::: 出典抜粋 :::
亡所考

 『日本残酷物語』刊行のことばに「これは流砂のごとく日本の最底辺にうずもれた人々の物語である。自然の奇跡に見離され、体制の幸福にあずかることを知らぬ民衆の記録であり、異常な速度と巨大な社会機構のかもしだす現在の狂熱のさ中では、生きながら化石として抹殺されるほかない小さき者の歴史である。・・」

 この生きながら化石として抹殺されるほかない小さき者の歴史である」と書いたのが谷川健一であったことを初めて知った。この書が発刊されて半世紀。その第二弾ともいえる「亡所考」が月刊『世界』に連載されている。北條勝貴は「自然災害や権力の抑圧などによって失われた場所、人びと。これを「亡所」として捉え、現代社会に回復させることを試みる。」としている。このシリーズを「亡所考」としたのはこれによるもので、編集子は地名版の「亡所考」を試みる。
::: 収集データ :::
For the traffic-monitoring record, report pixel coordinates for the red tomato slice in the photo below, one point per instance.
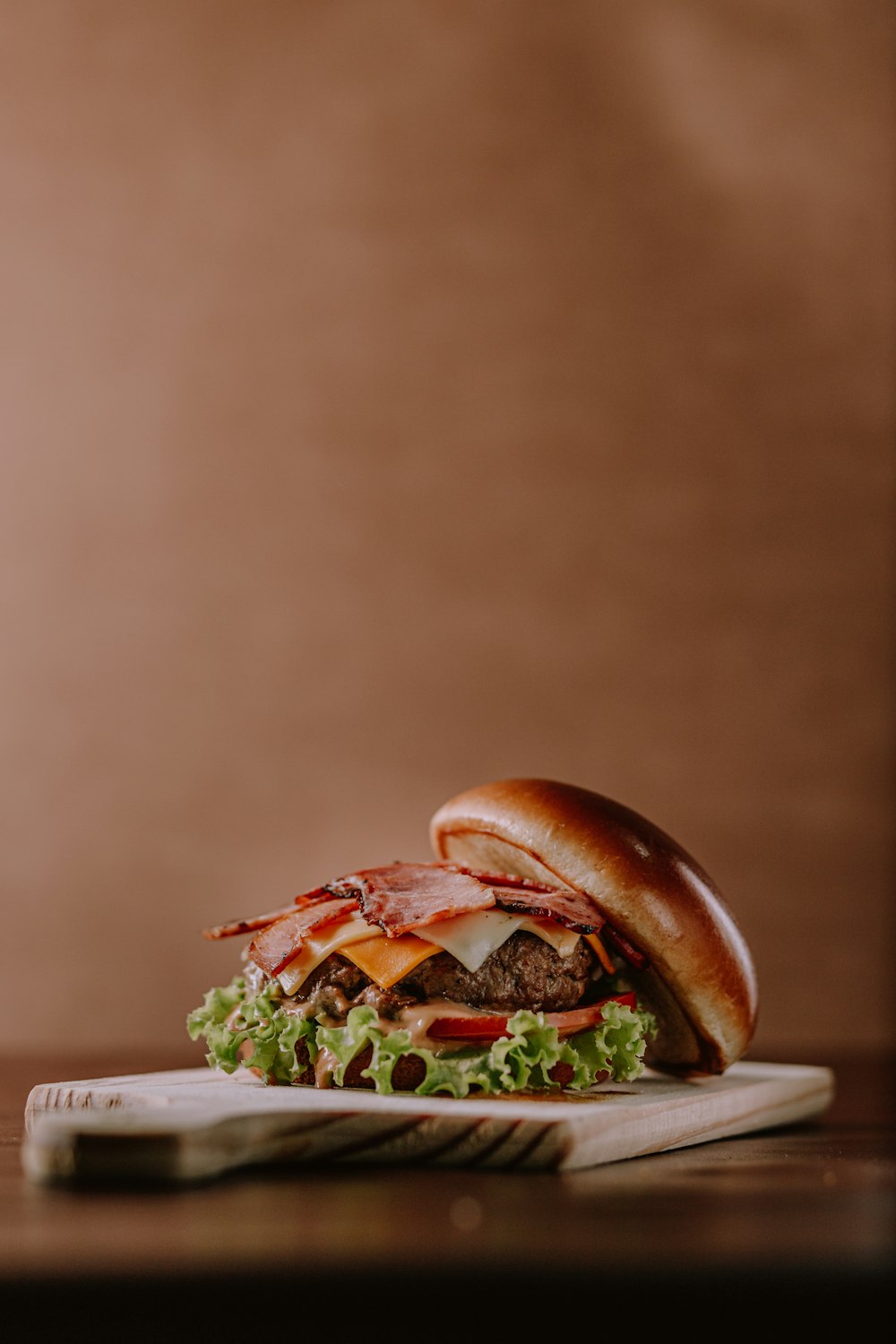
(492, 1027)
(468, 1029)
:::
◆ 作業内容
出典抜粋にある「その第二弾ともいえる「亡所考」が月刊『世界』に連載されている。」という一文を英語に訳せ。

◆ 出力
What could be called its second installment, "Bōshokō," is being serialized in the monthly magazine Sekai.